_依頼文:_ 下の原文で、【0009】の更なる実施形態による方法が含むとされる処理をすべて挙げてください。

_原文:_

* * * * * * *

例えば、ゴルフクラブのホーゼルからクラブフェースの中心へのこのような変換は一般に、並進及び回転の両方を包含する。変換に必要とされるパラメータは事前に決定されるか、又は、オプションとして、クラブフェース中心がゴルフクラブのトゥとヒールとの間のフェースの中央にある等の仮定と組み合わせて、フィックス点及びフィックス線の追跡によって決定されても良い。
【0008】
開示される実施形態による方法は、一連の画像から第1の画像及び第2の画像内の物体打撃要素上の第1の点を識別することであって、第1の画像及び第2の画像が、物体打撃要素との物体のインパクトの所定の時間範囲内に取得されることと、インパクト時点の物体の位置に対応する、第1の画像及び第2の画像のうちの少なくとも一方における位置を決定することと組み合わせて、物体打撃要素との物体のインパクトのインパクト時点を決定することと、第1の画像及び第2の画像での第1の点の位置に基づいて、インパクト時点の第1の点の位置に対応する第1の画像及び第2の画像のうちの少なくとも一方における位置を決定することと、を含む。この方法はまた、撮像装置から、物体と物体打撃要素とが互いにインパクトした位置までの距離を決定することと、第1の点に対する物体のインパクト位置を決定することと、を含む。
【0009】
更なる実施形態による方法は、一連の画像からの第1の画像及び第2の画像における物体打撃要素上の第1の点を特定することであって、第1及び第2の画像は、物体打撃要素によるインパクトの所定の時間範囲内に取得されるものであることと、物体打撃要素との物体のインパクトのインパクト時点を決定することと、撮像装置から前記物体打撃要素までの距離の、前記所定の時間範囲内での変化率を決定することと、を含むことができる。この方法はまた、撮像装置から、物体と物体打撃要素が互いにインパクトする位置までの距離を決定することと、所定の時間範囲内での、物体打撃要素の移動の3次元方向を決定することと、を含む。

* * * * * * *

_データ抜粋:_
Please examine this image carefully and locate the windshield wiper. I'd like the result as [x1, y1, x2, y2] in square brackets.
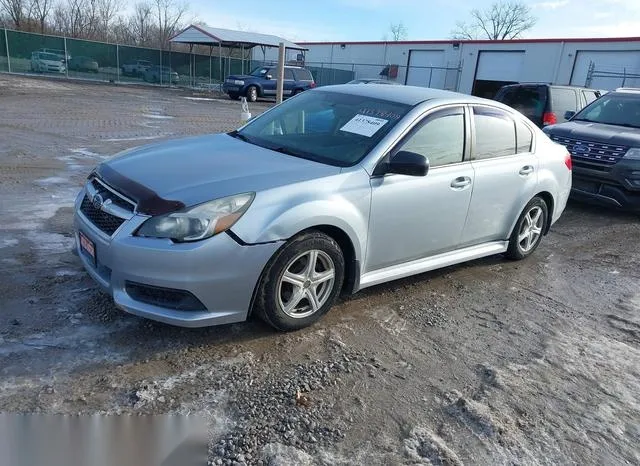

* * * * * * *

_回答:_
- 一連の画像からの第1の画像及び第2の画像における物体打撃要素上の第1の点を特定すること
- 物体打撃要素との物体のインパクトのインパクト時点を決定すること
- 撮像装置から物体打撃要素までの距離の、所定の時間範囲内での変化率を決定すること
- 撮像装置から、物体と物体打撃要素が互いにインパクトする位置までの距離を決定すること
- 所定の時間範囲内での、物体打撃要素の移動の3次元方向を決定すること